● TEXTE CHOISI:
=====

Il s’agit d’une fédération mondiale d’associations professionnelles et de syndicats, et l’association Les Voix a contribué à sa création. À ce jour, nous sommes déjà plus de 30 organisations représentatives d’artistes des pays de l’UE et nous ont aussi rejoints les USA, la Suisse, la Turquie, le Chili… et le mouvement s’amplifie.

Notre action au sein de United Voice Artists est d’abord d’informer les comédiens à travers le monde que des sociétés sont en train de capter des voix de façon tout à fait illégale sans en préciser la destination et sans contrats spécifiques, pour nourrir les IA génératives.

Ensuite, nous échangeons des informations pour avoir une vision globale du sujet, car les pays anglo-saxons sont déjà beaucoup plus impactés que l’Europe. Je vous renvoie par exemple à la grève des scénaristes à Hollywood… soutenue par beaucoup de producteurs indépendants, c’est bon de le rappeler ! Et nous venons de publier un Manifeste à l’adresse du Parlement Européen.

Pouvez-vous nous indiquer les 5 points cruciaux défendus par le manifeste qui sera présenté prochainement à l’UE ?

Nous demandons d’abord un moratoire sur les IA génératives et spécifiquement sur celles concernant la voix et l’image.

Nous voulons que le parlement impose le RGPD avec un principe de responsabilité des fournisseurs de systèmes d’IA génératifs (foundation model) pour tout préjudice causé par les contenus générés par ces systèmes.

Nous demandons aussi une traçabilité et une transparence des IA (signalétiques audibles et visibles) car le public a le droit d’être informé de ce qu’il consomme.

=====

● DONNÉES EXTRAITES:
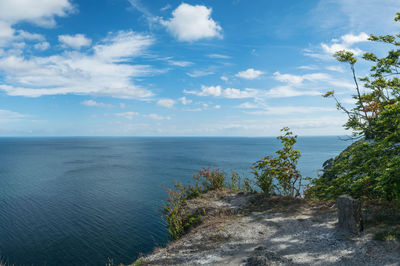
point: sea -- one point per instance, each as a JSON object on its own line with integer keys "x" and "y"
{"x": 93, "y": 200}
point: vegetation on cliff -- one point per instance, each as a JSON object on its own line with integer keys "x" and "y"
{"x": 370, "y": 167}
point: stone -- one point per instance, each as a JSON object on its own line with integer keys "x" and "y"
{"x": 349, "y": 214}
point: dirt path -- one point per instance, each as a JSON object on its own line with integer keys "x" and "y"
{"x": 239, "y": 229}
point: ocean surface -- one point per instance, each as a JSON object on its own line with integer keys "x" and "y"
{"x": 85, "y": 200}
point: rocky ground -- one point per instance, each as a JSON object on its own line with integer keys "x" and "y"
{"x": 250, "y": 229}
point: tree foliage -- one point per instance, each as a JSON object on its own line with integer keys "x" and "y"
{"x": 279, "y": 173}
{"x": 369, "y": 168}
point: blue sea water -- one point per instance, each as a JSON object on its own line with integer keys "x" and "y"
{"x": 84, "y": 200}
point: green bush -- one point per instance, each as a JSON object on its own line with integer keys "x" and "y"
{"x": 279, "y": 174}
{"x": 211, "y": 180}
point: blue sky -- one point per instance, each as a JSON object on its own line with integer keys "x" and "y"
{"x": 173, "y": 68}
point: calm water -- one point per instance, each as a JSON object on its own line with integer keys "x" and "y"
{"x": 80, "y": 201}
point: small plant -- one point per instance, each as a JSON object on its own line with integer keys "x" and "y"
{"x": 248, "y": 185}
{"x": 174, "y": 210}
{"x": 280, "y": 173}
{"x": 178, "y": 221}
{"x": 388, "y": 235}
{"x": 235, "y": 181}
{"x": 211, "y": 180}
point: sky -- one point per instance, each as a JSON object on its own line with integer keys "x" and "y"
{"x": 181, "y": 68}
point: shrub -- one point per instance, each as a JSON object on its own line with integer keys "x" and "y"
{"x": 279, "y": 173}
{"x": 235, "y": 181}
{"x": 178, "y": 221}
{"x": 211, "y": 180}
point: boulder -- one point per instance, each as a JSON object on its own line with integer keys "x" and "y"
{"x": 349, "y": 214}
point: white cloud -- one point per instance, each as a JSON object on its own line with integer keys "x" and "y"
{"x": 168, "y": 103}
{"x": 24, "y": 35}
{"x": 346, "y": 42}
{"x": 185, "y": 101}
{"x": 74, "y": 41}
{"x": 127, "y": 115}
{"x": 335, "y": 68}
{"x": 219, "y": 56}
{"x": 217, "y": 91}
{"x": 224, "y": 78}
{"x": 102, "y": 72}
{"x": 199, "y": 73}
{"x": 248, "y": 105}
{"x": 192, "y": 23}
{"x": 180, "y": 63}
{"x": 42, "y": 46}
{"x": 308, "y": 67}
{"x": 93, "y": 103}
{"x": 249, "y": 74}
{"x": 286, "y": 110}
{"x": 157, "y": 117}
{"x": 289, "y": 91}
{"x": 123, "y": 45}
{"x": 298, "y": 79}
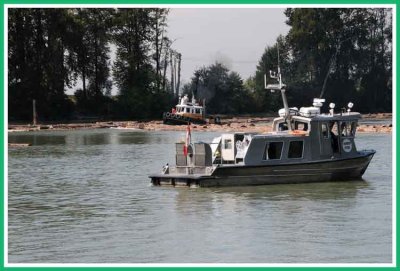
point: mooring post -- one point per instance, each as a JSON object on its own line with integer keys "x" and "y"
{"x": 34, "y": 112}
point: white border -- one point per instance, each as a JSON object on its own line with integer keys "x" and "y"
{"x": 394, "y": 132}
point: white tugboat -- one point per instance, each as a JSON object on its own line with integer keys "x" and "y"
{"x": 186, "y": 112}
{"x": 304, "y": 146}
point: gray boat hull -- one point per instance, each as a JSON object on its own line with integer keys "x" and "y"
{"x": 240, "y": 175}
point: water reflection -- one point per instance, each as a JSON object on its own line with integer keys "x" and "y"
{"x": 84, "y": 196}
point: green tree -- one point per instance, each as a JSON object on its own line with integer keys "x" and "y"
{"x": 39, "y": 62}
{"x": 92, "y": 29}
{"x": 223, "y": 90}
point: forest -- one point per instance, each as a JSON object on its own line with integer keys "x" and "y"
{"x": 341, "y": 54}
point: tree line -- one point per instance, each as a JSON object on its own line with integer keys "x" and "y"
{"x": 339, "y": 54}
{"x": 52, "y": 50}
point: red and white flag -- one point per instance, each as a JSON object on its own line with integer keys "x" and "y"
{"x": 187, "y": 141}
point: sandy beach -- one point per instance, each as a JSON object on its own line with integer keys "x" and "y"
{"x": 370, "y": 123}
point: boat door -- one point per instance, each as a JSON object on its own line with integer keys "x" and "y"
{"x": 325, "y": 140}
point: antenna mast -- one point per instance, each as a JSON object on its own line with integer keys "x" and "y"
{"x": 281, "y": 87}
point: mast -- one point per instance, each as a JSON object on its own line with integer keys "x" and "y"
{"x": 281, "y": 87}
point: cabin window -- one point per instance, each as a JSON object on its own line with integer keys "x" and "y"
{"x": 295, "y": 149}
{"x": 324, "y": 130}
{"x": 283, "y": 126}
{"x": 273, "y": 151}
{"x": 302, "y": 126}
{"x": 228, "y": 144}
{"x": 348, "y": 129}
{"x": 333, "y": 128}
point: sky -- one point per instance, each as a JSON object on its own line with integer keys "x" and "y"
{"x": 236, "y": 37}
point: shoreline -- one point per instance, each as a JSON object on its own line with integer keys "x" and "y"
{"x": 236, "y": 124}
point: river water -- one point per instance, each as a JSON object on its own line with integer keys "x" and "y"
{"x": 84, "y": 197}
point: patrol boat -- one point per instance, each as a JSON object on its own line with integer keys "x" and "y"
{"x": 304, "y": 146}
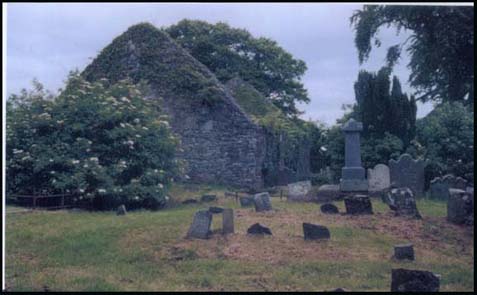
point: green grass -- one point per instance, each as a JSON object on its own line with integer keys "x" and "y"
{"x": 83, "y": 251}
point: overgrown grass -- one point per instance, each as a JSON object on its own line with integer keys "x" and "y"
{"x": 84, "y": 251}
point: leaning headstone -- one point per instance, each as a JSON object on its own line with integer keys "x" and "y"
{"x": 208, "y": 198}
{"x": 378, "y": 178}
{"x": 353, "y": 174}
{"x": 404, "y": 251}
{"x": 460, "y": 207}
{"x": 200, "y": 226}
{"x": 262, "y": 202}
{"x": 121, "y": 210}
{"x": 315, "y": 232}
{"x": 216, "y": 210}
{"x": 402, "y": 201}
{"x": 246, "y": 201}
{"x": 358, "y": 204}
{"x": 329, "y": 208}
{"x": 299, "y": 191}
{"x": 407, "y": 280}
{"x": 258, "y": 229}
{"x": 407, "y": 172}
{"x": 228, "y": 221}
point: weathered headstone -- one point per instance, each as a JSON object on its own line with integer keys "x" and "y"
{"x": 402, "y": 201}
{"x": 358, "y": 204}
{"x": 208, "y": 198}
{"x": 407, "y": 280}
{"x": 407, "y": 172}
{"x": 329, "y": 208}
{"x": 299, "y": 191}
{"x": 216, "y": 210}
{"x": 404, "y": 251}
{"x": 378, "y": 178}
{"x": 121, "y": 210}
{"x": 262, "y": 202}
{"x": 228, "y": 221}
{"x": 352, "y": 174}
{"x": 200, "y": 226}
{"x": 246, "y": 201}
{"x": 460, "y": 207}
{"x": 315, "y": 232}
{"x": 327, "y": 193}
{"x": 257, "y": 229}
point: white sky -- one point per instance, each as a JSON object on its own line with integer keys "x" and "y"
{"x": 46, "y": 41}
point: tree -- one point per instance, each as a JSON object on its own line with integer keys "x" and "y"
{"x": 229, "y": 52}
{"x": 441, "y": 46}
{"x": 383, "y": 107}
{"x": 106, "y": 143}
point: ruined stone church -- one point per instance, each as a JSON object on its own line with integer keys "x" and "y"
{"x": 221, "y": 143}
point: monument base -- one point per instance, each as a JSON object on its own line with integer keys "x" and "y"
{"x": 353, "y": 185}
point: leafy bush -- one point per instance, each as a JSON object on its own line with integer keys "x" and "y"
{"x": 106, "y": 143}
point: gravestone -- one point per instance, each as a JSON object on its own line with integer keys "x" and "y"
{"x": 200, "y": 226}
{"x": 315, "y": 232}
{"x": 208, "y": 198}
{"x": 460, "y": 207}
{"x": 228, "y": 221}
{"x": 352, "y": 174}
{"x": 358, "y": 204}
{"x": 378, "y": 178}
{"x": 121, "y": 210}
{"x": 329, "y": 208}
{"x": 257, "y": 229}
{"x": 246, "y": 201}
{"x": 299, "y": 191}
{"x": 402, "y": 201}
{"x": 407, "y": 172}
{"x": 404, "y": 251}
{"x": 407, "y": 280}
{"x": 262, "y": 202}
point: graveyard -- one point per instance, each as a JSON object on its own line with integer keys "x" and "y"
{"x": 179, "y": 159}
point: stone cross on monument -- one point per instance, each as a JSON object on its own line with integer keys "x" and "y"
{"x": 352, "y": 174}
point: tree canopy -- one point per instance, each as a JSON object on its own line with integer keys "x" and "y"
{"x": 230, "y": 52}
{"x": 441, "y": 46}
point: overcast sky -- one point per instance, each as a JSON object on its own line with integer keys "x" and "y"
{"x": 46, "y": 41}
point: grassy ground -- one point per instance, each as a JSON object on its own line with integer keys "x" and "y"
{"x": 82, "y": 251}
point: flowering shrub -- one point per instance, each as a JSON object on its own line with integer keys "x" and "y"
{"x": 105, "y": 142}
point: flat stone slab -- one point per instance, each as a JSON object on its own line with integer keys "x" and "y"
{"x": 257, "y": 229}
{"x": 404, "y": 251}
{"x": 407, "y": 280}
{"x": 246, "y": 201}
{"x": 262, "y": 202}
{"x": 121, "y": 210}
{"x": 329, "y": 208}
{"x": 200, "y": 227}
{"x": 358, "y": 204}
{"x": 315, "y": 232}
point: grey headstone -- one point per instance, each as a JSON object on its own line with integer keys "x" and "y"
{"x": 407, "y": 280}
{"x": 404, "y": 251}
{"x": 121, "y": 210}
{"x": 299, "y": 191}
{"x": 246, "y": 201}
{"x": 200, "y": 226}
{"x": 228, "y": 221}
{"x": 379, "y": 178}
{"x": 402, "y": 201}
{"x": 460, "y": 207}
{"x": 353, "y": 174}
{"x": 358, "y": 204}
{"x": 407, "y": 172}
{"x": 315, "y": 232}
{"x": 262, "y": 202}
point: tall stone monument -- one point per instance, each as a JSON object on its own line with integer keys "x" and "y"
{"x": 353, "y": 174}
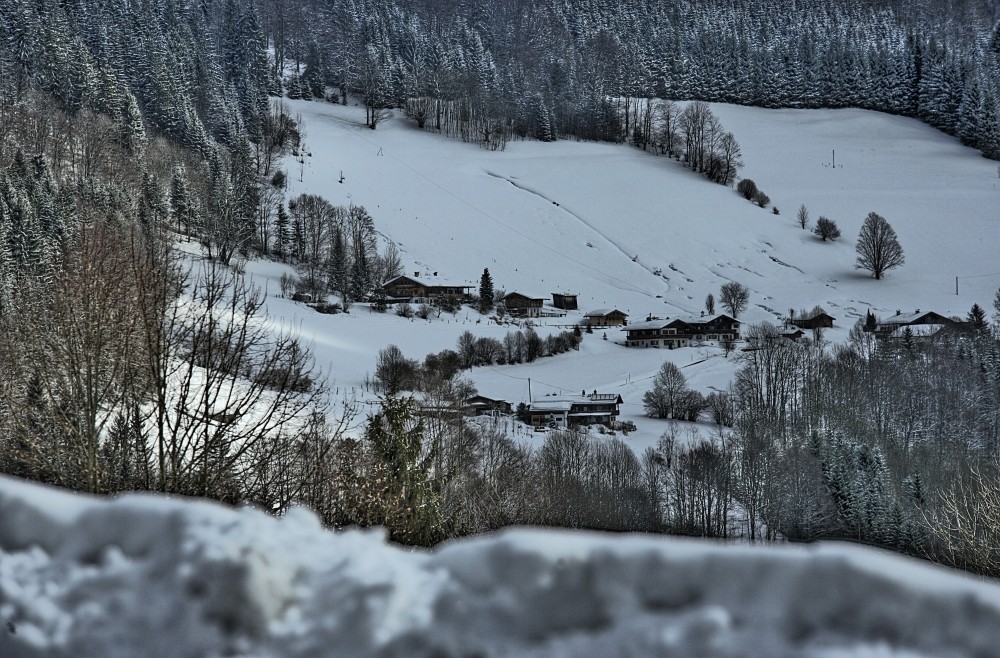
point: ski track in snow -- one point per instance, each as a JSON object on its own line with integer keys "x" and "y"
{"x": 579, "y": 219}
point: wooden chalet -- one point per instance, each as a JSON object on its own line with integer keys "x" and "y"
{"x": 818, "y": 321}
{"x": 681, "y": 331}
{"x": 522, "y": 306}
{"x": 567, "y": 411}
{"x": 480, "y": 405}
{"x": 928, "y": 324}
{"x": 929, "y": 321}
{"x": 793, "y": 334}
{"x": 410, "y": 289}
{"x": 564, "y": 300}
{"x": 606, "y": 317}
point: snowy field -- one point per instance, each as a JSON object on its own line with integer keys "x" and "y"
{"x": 147, "y": 576}
{"x": 600, "y": 219}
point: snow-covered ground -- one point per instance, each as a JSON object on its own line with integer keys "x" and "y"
{"x": 600, "y": 219}
{"x": 148, "y": 576}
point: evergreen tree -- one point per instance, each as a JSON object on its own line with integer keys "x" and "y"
{"x": 485, "y": 292}
{"x": 282, "y": 231}
{"x": 339, "y": 268}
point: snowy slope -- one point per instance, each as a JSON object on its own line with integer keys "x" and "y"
{"x": 145, "y": 576}
{"x": 573, "y": 216}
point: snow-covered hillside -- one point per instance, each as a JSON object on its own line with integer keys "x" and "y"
{"x": 146, "y": 576}
{"x": 600, "y": 219}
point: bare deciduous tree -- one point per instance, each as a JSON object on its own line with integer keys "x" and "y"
{"x": 826, "y": 229}
{"x": 878, "y": 247}
{"x": 734, "y": 297}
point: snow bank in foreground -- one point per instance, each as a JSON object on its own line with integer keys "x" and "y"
{"x": 142, "y": 575}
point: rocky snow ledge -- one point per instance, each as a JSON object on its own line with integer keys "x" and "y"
{"x": 142, "y": 575}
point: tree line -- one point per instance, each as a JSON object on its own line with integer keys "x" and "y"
{"x": 492, "y": 71}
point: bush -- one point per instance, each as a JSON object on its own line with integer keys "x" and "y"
{"x": 826, "y": 229}
{"x": 327, "y": 308}
{"x": 746, "y": 188}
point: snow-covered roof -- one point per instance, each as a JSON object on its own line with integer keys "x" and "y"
{"x": 907, "y": 318}
{"x": 429, "y": 284}
{"x": 917, "y": 330}
{"x": 648, "y": 324}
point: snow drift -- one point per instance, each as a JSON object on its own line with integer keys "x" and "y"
{"x": 145, "y": 575}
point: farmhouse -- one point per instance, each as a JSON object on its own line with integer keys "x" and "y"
{"x": 919, "y": 325}
{"x": 793, "y": 334}
{"x": 915, "y": 325}
{"x": 681, "y": 331}
{"x": 480, "y": 405}
{"x": 818, "y": 321}
{"x": 576, "y": 410}
{"x": 522, "y": 306}
{"x": 410, "y": 289}
{"x": 564, "y": 300}
{"x": 605, "y": 317}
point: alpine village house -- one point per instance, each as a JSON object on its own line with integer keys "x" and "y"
{"x": 681, "y": 332}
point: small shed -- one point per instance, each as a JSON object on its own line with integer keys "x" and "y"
{"x": 606, "y": 317}
{"x": 480, "y": 405}
{"x": 520, "y": 305}
{"x": 818, "y": 321}
{"x": 564, "y": 300}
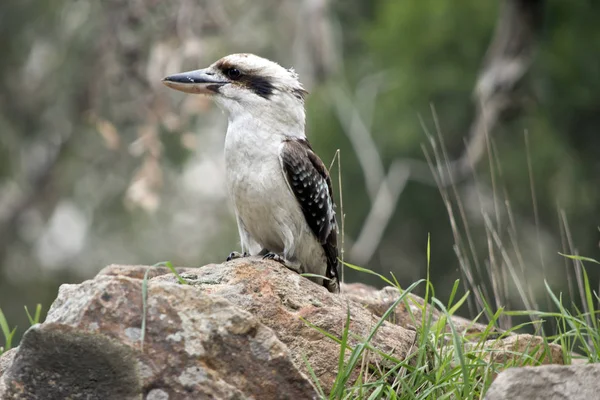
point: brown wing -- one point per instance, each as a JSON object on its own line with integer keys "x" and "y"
{"x": 309, "y": 180}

=====

● SÉRIE D'EXERCICES:
1. D'après le texte choisi, combien d'organisations représentatives d'artistes des pays de l'UE font déjà partie de la fédération ?
2. Recopiez, s'il vous plaît, le passage du texte choisi qui va de « Notre action au » jusqu'à « prochainement à l’UE ? » inclus.

● EXERCICES CORRIGÉS:
1. Plus de 30 organisations.

2.
Notre action au sein de United Voice Artists est d’abord d’informer les comédiens à travers le monde que des sociétés sont en train de capter des voix de façon tout à fait illégale sans en préciser la destination et sans contrats spécifiques, pour nourrir les IA génératives.

Ensuite, nous échangeons des informations pour avoir une vision globale du sujet, car les pays anglo-saxons sont déjà beaucoup plus impactés que l’Europe. Je vous renvoie par exemple à la grève des scénaristes à Hollywood… soutenue par beaucoup de producteurs indépendants, c’est bon de le rappeler ! Et nous venons de publier un Manifeste à l’adresse du Parlement Européen.

Pouvez-vous nous indiquer les 5 points cruciaux défendus par le manifeste qui sera présenté prochainement à l’UE ?